TRY IT: In the discussion thread below, what did the people the writer met in Tuva use to get around the Russian government's internet censorship?
*** EXCERPT TO READ Section Begins ***
> legacy systems of police and violence
You use "legacy" as if these systems are obsolete and on their way out. They're not. They're here to stay, and will remain dominant, for better or worse. Calling them "legacy" feels a bit childish, as if you're trying to ignore reality and base arguments on your preferred vision of how things should be.
> The internet does not recognize it.
Sure it does. Not universally, but there are a lot of things governments and law enforcement can do to control what people see and do on the internet.
> If we stumble down the path of attempting to apply this legal framework, won't some jurisdiction arise with no IP protections whatsoever and just come to completely dominate the entire economy of the internet?
No, of course not, that's silly. That only really works on the margins. Any other country would immediately slap economic sanctions on that free-for-all jurisdiction and cripple them. If that fails, there's always a military response they can resort to.
> If I can spin up a server in copyleftistan with a complete copy of every album and film ever made, available for free download, why would users in copyrightistan use the locked down services of their domestic economy?
Because the governments of all the copyrightistans will block all traffic going in and out of copyleftistan. While this may not stop determined, technically-adept people, it will work for the most part. As I said, this sort of thing only really works on the margins.
I guess I'm more optimistic about the future of the human condition.
> You use "legacy" as if these systems are obsolete and on their way out. They're not.
I have serious doubts that nation states will still exist in 500 years. I feel quite certain that they'll be gone in 10,000. And I think it's generally good to build an internet for those time scales.
> base arguments on your preferred vision of how things should be.
I hope we all build toward our moral compass; I don't mean for arguments to fall into fallacies on this basis, but yeah I think our internet needs to resilient against the waxing and waning of the affairs of state. I don't know if that's childish... Maybe we need to have a more child-like view of things? The internet _is_ a child in the sense of its maturation timeframe.
> there are a lot of things governments and law enforcement can do to control what people see and do on the internet.
Of course there are things that governments do. But are they effective? I just returned from a throatsinging retreat in Tuva - a fairly remote part of Siberia. The Russian government has apparently quietly begun to censor quite a few resources on the internet, and it has caused difficulty in accessing the traditional music of the Tuvan people. And I was very happily astonished to find that everybody to whom I ran into, including a shaman grandmother, was fairly adept at routing around this censorship using a VPN and/or SSH tunnel.
I think the internet is doing a wonderful job at routing around censorship - better than any innovation ever discovered by humans so far.
> Any other country would immediately slap economic sanctions on that free-for-all jurisdiction and cripple them. If that fails, there's always a military response they can resort to.
Again, maybe I'm just more optimistic, but I think that on longer time frames, the sober elder statesmen/women will prevail and realize that violence is not an appropriate response to bytes transiting the wire that they wish weren't.
*** EXCERPT TO READ Section Ends ***
*** EXCERPTED DATA Section Begins ***
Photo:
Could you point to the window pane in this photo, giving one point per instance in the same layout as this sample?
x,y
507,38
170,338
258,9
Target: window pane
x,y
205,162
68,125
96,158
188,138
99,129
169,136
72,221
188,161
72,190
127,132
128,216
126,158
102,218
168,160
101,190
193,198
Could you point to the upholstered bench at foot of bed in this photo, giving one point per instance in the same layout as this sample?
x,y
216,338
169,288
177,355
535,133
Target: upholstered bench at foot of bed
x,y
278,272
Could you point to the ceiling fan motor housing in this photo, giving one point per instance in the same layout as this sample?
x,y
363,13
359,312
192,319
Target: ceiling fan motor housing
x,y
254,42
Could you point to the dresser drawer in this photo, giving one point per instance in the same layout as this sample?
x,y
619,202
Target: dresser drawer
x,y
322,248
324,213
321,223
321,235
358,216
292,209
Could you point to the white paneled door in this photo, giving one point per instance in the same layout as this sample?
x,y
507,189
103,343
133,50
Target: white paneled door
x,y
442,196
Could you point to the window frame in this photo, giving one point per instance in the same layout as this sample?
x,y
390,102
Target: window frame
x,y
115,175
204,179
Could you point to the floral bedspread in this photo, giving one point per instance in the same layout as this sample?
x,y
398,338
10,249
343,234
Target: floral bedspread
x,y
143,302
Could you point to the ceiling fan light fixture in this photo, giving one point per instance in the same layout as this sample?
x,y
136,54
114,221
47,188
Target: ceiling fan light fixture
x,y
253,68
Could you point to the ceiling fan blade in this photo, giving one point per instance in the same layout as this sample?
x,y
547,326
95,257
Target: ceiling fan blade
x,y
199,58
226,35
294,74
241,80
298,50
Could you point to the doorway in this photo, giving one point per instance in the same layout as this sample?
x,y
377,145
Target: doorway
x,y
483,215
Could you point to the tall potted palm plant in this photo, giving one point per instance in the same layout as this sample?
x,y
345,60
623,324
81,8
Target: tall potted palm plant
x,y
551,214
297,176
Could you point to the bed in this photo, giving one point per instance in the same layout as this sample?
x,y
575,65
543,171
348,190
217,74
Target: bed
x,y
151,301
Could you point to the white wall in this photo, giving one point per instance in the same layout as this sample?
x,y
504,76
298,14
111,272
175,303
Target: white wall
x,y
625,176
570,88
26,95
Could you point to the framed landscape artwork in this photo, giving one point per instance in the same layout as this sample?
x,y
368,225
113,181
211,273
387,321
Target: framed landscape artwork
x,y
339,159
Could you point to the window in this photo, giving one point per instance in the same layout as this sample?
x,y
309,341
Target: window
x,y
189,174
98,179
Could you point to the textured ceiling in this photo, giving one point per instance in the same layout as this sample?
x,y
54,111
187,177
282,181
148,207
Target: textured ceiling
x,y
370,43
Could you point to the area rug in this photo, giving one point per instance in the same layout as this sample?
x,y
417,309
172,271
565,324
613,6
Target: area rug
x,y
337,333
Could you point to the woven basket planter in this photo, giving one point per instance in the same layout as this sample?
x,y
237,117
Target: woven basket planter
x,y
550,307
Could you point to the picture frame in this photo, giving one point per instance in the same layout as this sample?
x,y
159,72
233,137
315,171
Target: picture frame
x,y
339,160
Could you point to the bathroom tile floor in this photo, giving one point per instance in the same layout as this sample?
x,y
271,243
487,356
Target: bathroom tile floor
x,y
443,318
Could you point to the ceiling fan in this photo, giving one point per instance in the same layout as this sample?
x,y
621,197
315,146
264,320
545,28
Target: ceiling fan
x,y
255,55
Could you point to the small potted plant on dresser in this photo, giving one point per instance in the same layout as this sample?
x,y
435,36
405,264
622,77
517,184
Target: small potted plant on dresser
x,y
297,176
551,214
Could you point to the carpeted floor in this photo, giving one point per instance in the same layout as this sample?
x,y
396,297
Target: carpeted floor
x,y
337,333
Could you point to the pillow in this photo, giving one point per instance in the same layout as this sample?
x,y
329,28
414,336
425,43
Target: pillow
*** EXCERPTED DATA Section Ends ***
WRITTEN ANSWER: A VPN and/or an SSH tunnel.